• Work to be completed:
In the listing below, locate the line containing "Tag one point on every instance of the palm"; reproduce that line and all lines that follow it, unchanged.

• Records supplied:
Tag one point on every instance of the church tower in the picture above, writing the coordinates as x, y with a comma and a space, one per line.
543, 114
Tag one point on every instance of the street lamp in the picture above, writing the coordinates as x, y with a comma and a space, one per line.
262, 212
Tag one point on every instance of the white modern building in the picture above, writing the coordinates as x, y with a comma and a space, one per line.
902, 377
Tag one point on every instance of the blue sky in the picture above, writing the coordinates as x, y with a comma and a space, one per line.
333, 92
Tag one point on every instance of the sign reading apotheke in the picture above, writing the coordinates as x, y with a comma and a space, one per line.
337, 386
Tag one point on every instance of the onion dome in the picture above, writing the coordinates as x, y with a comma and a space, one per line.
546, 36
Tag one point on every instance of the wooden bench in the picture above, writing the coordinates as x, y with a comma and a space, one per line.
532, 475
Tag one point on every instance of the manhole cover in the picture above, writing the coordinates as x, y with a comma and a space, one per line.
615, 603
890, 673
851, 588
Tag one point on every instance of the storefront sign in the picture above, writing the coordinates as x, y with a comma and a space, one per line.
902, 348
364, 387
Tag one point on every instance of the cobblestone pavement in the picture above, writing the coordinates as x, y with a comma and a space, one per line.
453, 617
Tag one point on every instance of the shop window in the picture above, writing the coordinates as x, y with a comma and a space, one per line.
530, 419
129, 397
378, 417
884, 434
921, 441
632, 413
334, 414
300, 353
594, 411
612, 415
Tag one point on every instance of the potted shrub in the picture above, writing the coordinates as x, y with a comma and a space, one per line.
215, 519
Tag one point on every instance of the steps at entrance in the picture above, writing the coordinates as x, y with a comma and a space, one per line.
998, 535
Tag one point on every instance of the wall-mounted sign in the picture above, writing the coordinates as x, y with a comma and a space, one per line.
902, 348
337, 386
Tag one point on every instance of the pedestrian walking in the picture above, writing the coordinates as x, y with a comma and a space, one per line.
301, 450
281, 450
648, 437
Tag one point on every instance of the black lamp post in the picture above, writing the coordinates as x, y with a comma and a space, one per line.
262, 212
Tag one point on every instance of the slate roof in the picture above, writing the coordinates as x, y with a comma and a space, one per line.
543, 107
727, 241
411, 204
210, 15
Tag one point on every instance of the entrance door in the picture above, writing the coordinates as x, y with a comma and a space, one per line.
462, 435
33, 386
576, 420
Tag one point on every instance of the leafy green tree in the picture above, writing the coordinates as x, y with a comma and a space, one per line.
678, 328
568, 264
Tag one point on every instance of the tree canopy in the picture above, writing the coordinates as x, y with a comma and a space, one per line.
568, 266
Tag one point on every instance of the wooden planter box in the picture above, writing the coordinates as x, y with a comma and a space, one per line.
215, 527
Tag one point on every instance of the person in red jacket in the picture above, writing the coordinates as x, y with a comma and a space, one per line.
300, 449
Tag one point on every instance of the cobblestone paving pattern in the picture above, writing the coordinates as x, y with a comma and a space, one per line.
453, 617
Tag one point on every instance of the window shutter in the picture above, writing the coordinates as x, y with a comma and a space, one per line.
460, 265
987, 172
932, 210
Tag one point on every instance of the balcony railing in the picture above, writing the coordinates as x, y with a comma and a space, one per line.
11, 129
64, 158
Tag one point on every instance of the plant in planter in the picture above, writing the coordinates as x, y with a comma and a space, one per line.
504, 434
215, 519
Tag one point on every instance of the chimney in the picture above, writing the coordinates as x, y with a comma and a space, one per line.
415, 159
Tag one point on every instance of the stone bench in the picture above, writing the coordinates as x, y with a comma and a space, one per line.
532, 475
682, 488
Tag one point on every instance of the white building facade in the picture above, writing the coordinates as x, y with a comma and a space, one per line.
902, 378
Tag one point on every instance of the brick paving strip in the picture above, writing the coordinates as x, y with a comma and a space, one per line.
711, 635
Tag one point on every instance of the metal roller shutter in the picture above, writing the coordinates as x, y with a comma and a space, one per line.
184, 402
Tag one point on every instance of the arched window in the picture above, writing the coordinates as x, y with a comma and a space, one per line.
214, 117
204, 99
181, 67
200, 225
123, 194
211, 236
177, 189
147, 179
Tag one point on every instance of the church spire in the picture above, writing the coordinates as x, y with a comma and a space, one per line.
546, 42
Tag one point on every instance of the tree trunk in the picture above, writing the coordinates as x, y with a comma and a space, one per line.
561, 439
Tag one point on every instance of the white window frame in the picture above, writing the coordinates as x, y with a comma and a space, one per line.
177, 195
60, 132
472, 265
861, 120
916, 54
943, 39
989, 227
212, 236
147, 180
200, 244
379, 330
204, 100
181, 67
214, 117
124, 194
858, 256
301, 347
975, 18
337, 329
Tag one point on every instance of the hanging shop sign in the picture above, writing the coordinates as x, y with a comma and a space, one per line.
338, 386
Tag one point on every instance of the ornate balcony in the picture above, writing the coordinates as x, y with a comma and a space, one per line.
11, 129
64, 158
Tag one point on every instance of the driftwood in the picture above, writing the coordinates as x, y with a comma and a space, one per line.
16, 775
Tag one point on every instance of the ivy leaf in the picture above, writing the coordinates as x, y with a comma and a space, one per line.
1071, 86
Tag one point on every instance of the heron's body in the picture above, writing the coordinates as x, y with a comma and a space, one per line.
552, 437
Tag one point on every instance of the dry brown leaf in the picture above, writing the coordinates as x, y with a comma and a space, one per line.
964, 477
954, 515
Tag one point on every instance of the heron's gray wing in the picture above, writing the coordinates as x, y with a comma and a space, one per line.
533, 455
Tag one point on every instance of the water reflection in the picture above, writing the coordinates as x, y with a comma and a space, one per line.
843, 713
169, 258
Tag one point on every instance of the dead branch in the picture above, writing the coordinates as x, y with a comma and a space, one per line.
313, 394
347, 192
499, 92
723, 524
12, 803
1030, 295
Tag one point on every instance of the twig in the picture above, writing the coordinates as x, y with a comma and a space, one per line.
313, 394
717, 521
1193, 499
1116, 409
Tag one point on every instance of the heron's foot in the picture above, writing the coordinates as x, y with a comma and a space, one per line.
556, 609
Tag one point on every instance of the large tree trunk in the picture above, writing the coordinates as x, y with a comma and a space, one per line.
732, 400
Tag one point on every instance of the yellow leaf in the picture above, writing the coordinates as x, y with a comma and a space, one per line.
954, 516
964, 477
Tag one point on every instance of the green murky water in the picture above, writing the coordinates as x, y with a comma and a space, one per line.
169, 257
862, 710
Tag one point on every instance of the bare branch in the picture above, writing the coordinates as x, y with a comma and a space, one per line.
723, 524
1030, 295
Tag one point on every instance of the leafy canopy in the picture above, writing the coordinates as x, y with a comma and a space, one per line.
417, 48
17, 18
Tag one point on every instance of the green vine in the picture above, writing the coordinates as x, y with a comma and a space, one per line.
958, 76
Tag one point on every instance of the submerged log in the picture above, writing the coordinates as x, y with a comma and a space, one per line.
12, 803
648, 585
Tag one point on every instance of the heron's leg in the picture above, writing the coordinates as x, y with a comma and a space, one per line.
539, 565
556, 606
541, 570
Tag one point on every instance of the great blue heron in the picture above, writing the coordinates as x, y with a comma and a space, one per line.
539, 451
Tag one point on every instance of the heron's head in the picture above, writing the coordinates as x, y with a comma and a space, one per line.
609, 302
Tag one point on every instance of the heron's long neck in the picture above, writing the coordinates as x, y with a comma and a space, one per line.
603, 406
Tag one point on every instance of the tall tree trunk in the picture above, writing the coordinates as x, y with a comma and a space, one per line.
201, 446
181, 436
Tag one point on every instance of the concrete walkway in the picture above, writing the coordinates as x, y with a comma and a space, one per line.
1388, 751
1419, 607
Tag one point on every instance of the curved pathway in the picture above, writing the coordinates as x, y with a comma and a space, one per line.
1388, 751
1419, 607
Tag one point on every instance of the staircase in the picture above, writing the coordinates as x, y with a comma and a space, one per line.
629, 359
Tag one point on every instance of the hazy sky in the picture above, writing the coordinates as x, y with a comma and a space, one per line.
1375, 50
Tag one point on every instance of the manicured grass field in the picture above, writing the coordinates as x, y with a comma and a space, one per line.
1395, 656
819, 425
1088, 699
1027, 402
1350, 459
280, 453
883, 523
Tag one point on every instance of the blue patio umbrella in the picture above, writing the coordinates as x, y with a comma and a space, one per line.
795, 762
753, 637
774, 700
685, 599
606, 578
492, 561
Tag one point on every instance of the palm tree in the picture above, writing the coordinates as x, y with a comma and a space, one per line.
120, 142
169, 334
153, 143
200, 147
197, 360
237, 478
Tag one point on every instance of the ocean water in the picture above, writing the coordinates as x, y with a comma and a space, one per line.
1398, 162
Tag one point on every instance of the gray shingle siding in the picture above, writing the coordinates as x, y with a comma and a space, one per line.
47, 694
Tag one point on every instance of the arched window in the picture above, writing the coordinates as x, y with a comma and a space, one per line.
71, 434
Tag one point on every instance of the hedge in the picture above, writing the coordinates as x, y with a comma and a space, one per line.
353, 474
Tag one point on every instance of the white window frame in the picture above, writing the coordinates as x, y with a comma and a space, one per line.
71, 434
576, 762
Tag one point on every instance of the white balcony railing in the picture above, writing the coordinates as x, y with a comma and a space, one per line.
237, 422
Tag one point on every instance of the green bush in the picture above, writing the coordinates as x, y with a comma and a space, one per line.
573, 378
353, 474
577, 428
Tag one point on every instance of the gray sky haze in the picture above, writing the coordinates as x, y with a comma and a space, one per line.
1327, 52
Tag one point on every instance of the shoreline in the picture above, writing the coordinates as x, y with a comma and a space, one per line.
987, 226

• Final result:
Tag one point on every instance of the palm tree in the picture above, writing the coordinates as x, y with a comma and a space, one per line.
120, 142
169, 334
153, 143
200, 147
197, 360
237, 478
Tag one point on every instance of the ocean water in the picture above, writing the coordinates as x, y with a comma and a space, one per line.
1398, 162
Tag one point on every instance of the gray shingle siding in the picture above, writing the coordinates as x, y with a comma and a space, one per line.
47, 694
Tag one point on every instance of the arched window in the picture above, writing the coordinates as x, y with a comma and a space, one per line.
71, 434
Tag one point on every instance of the hedge in the picture above, writing the coordinates as x, y with a comma and a space, one per line.
353, 474
Tag one point on every instance of the white window frame in the picture above, writing the coordinates as x, y with a comma and a space, one per line.
71, 434
576, 762
Tag one point on every instance of the white balcony railing in the picture above, writing the coordinates as x, y with a comma and a space, one per line.
237, 422
Tag one point on every instance of the green bush in the picture above, writing the coordinates as x, y with a comma and a space, one per line.
573, 378
353, 474
577, 428
Tag one point on every instance of the gray sky haze in the picture above, writing the coordinates as x, y with a comma and a space, one per line.
1327, 52
Tag one point on every instance of the shoreline in the picture above, writing the coordinates as x, y with a comma and a space, one per line.
987, 226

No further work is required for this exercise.